--- Fragmento del documento ---

Con traducción y prefacio de Luisa Borovsky, los cuentos muestran a un Turguéniev que encarna el gusto del siglo XIX por el fantástico y lo irracional: es una época de tumulto y falta de certezas -¿no lo son todas las épocas?- y la duda se responde con más duda. Como bien apunta Borovsky, estos relatos o bien eran imposibles de conseguir en castellano antes o encontrarlos era un trabajo de investigador. “Clara Milich - Después de la muerte”, el primero, es casi una nouvelle. En el cuento, la mujer encarna lo irracional, como por supuesto era y es habitual. Clara, la del título, es una joven actriz más carismástica que talentosa, y más misteriosa que bella. En esas relaciones muy habituales en Turguéniev, que describen una fascinación que, al principio, se confunde incluso con repugnancia, el caprichoso joven Iákov conoce a Clara casi a la fuerza, en un evento de sociedad, arrastrado por un amigo (Iákov está de perpetuo malhumor). Tras un encuentro extraño y una muerte precipitada se desatan fuerzas de ultratumba. “Clara Milich” es un cuento de fantasmas y de amor, no de terror. Y los personajes, con pocos trazos, están delineados por la mano de un maestro. Más concreto y breve es “Espectros. Una fantasía”, en la que aparecen dos mujeres terribles, una es quizá vampira, la otra es la Muerte. El hombre entre esas fuerzas acaba agotado e indolente luego de la experiencia sobrenatural, como si las cosas de este mundo ya no importaran. “La Tierra, esa superficie plana que se extendía debajo de mí, todo el globo terráqueo con su población efímera, impotente, abrumada por la necesidad, la aflicción, la enfermedad, encadenada a un terrón de polvo ¡todo aquello de pronto se me volvió tan odioso!”.
“El sueño”, en cambio, es un cuento mucho más arriesgado y que resuena para el lector contemporáneo con una potencia inaudita. Un joven de 17 años vive con su madre: todo está bien en apariencia, pero él nota que ella lo rechaza. “Mi madre iba siempre de negro, como de duelo. Llevábamos una vida bastante holgada, aunque no teníamos relación con nadie”. El esposo lleva muerto una década, pero la mujer no está de luto por eso. Ese hijo al que a veces rechaza fue concebido en una violación. Y el trauma transgeneracional vuelve con la fuerza implacable del fantasma en un cuento atrevido, actual, excelente. “El relato del padre Alexéi” es muy distinto, con raíces en el folclore y la religiosidad popular, y es tristísimo. También son ejercicios de estilo muy distintos entre sí “Fausto. Relato en nueve cartas”, que toma el formato epistolar para dar cuenta de una maternidad posesiva que alcanza a su hija desde la muerte y “La canción del amor triunfante”, que recurre a una historia ambientada en Italia en el siglo XVI, con el exotismo requerido, referencias a Oriente y una sensualidad lunática. En “Toc Toc Toc. Un estudio”, Turguéniev juega con el rol del escéptico y también con las modas de época: su protagonista byroniano (“un hombre fatal”) es tan absurdo y tosco como trágico.
Relatos fantásticos es una joya inesperada que, además, muestra el poderío estilístico de Turguéniev: de los hombres enfermizos a las mujeres lánguidas pasa a la primera persona humorística y el cuento de vampiros a la Le Fanu con facilidad y evidente jugueteo. Un regalo inesperado, lleno de crueldades, belleza y elegancia.

--- Datos proporcionados ---

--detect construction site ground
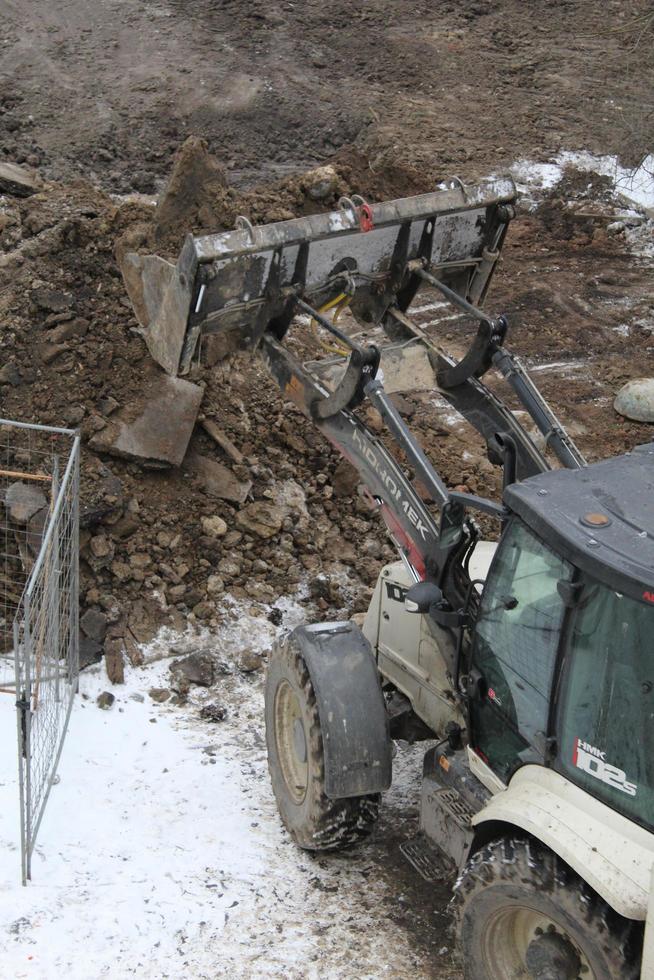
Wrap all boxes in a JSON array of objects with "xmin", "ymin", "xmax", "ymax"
[{"xmin": 0, "ymin": 0, "xmax": 654, "ymax": 980}]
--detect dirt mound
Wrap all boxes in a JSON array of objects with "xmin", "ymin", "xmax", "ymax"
[{"xmin": 0, "ymin": 149, "xmax": 402, "ymax": 676}]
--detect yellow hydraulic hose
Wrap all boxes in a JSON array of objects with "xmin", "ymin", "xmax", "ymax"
[{"xmin": 311, "ymin": 293, "xmax": 352, "ymax": 357}]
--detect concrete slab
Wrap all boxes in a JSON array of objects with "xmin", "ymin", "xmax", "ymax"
[{"xmin": 89, "ymin": 374, "xmax": 204, "ymax": 467}]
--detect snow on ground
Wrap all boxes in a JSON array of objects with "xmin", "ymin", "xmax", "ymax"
[
  {"xmin": 0, "ymin": 603, "xmax": 450, "ymax": 980},
  {"xmin": 509, "ymin": 150, "xmax": 654, "ymax": 208}
]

---

# Consigna
Por favor, reescribe el pasaje de la reseña que empieza en las palabras "Relatos fantásticos es" y termina tras "belleza y elegancia.", sustituyendo "joya" por "gema".

# Solución propuesta
Relatos fantásticos es una gema inesperada que, además, muestra el poderío estilístico de Turguéniev: de los hombres enfermizos a las mujeres lánguidas pasa a la primera persona humorística y el cuento de vampiros a la Le Fanu con facilidad y evidente jugueteo. Un regalo inesperado, lleno de crueldades, belleza y elegancia.